**GOAL:** Copy out the listing below word for word, keeping every line and character unchanged.

**RECORDS PROVIDED:**
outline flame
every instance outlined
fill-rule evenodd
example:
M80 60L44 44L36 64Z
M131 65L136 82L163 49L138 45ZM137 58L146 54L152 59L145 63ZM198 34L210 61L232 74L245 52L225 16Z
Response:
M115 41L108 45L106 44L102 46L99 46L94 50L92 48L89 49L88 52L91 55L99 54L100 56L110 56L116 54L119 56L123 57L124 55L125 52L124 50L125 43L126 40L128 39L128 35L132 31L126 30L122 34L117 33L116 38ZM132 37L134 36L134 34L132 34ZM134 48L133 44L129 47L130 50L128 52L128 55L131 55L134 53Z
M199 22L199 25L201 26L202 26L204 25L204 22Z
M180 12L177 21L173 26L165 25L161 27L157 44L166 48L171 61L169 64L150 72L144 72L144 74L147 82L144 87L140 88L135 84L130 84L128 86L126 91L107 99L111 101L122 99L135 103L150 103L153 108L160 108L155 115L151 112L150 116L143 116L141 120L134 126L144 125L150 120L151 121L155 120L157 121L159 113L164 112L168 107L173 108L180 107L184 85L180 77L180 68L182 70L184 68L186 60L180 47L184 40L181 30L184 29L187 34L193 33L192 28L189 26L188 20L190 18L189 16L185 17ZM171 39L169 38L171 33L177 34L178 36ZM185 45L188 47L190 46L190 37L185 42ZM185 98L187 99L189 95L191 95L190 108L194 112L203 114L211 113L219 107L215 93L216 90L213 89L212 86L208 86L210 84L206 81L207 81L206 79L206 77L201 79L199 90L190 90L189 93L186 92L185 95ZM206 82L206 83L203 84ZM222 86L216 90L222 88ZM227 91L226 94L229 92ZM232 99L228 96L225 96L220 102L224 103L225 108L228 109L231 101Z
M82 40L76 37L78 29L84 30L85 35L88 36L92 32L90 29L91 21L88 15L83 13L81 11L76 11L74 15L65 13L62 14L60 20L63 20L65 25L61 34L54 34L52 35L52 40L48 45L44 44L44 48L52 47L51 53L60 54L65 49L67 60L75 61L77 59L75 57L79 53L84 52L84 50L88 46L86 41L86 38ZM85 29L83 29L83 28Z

**EXERCISE OUTPUT:**
outline flame
every instance outlined
fill-rule evenodd
example:
M80 60L44 44L36 64Z
M131 65L136 82L163 49L138 45ZM137 58L146 54L152 59L145 63ZM198 34L210 61L232 74L245 52L225 16Z
Response:
M115 41L108 45L106 44L102 46L99 46L94 50L92 48L89 49L88 52L91 55L99 54L100 56L110 56L116 54L119 56L123 57L124 55L125 52L124 50L125 43L126 40L128 39L128 35L132 31L126 30L122 34L117 33L116 38ZM132 37L134 36L134 34L132 34ZM134 48L133 44L129 47L130 50L128 52L128 55L131 55L134 53Z
M199 22L199 25L201 26L202 26L204 25L204 22Z
M180 12L177 21L173 26L165 25L161 27L157 44L166 48L171 61L169 64L150 72L144 72L144 74L147 82L144 87L140 88L135 84L130 84L128 86L126 91L107 99L111 101L122 99L135 103L150 103L153 108L160 108L155 115L151 112L150 116L143 116L141 120L134 126L144 125L150 120L151 121L155 120L157 121L159 113L164 112L168 107L173 108L180 107L184 85L180 77L180 68L182 70L184 68L186 60L180 47L184 40L181 30L184 29L187 34L193 33L192 28L189 26L188 20L190 18L189 16L185 17ZM171 39L169 38L171 33L177 34L178 36ZM185 45L188 47L190 46L190 37L185 42ZM185 98L187 99L189 95L191 95L190 108L194 112L203 114L211 113L219 107L215 93L216 90L213 89L212 86L208 86L210 84L206 81L207 81L206 79L206 77L201 79L199 90L190 90L189 93L186 92L185 95ZM206 82L206 83L203 84ZM222 86L216 90L222 88ZM227 91L226 94L229 92ZM232 99L228 96L225 96L220 102L224 103L225 108L228 109L231 101Z
M82 40L76 37L78 29L84 30L85 35L88 36L92 32L90 29L91 21L88 15L83 13L81 11L76 11L74 15L65 13L62 14L60 20L63 20L65 25L61 34L54 34L52 35L52 40L48 45L44 44L44 48L52 47L51 53L60 54L65 49L67 60L75 61L77 59L75 57L79 53L84 52L84 50L88 46L86 41L86 38ZM85 29L83 29L83 28Z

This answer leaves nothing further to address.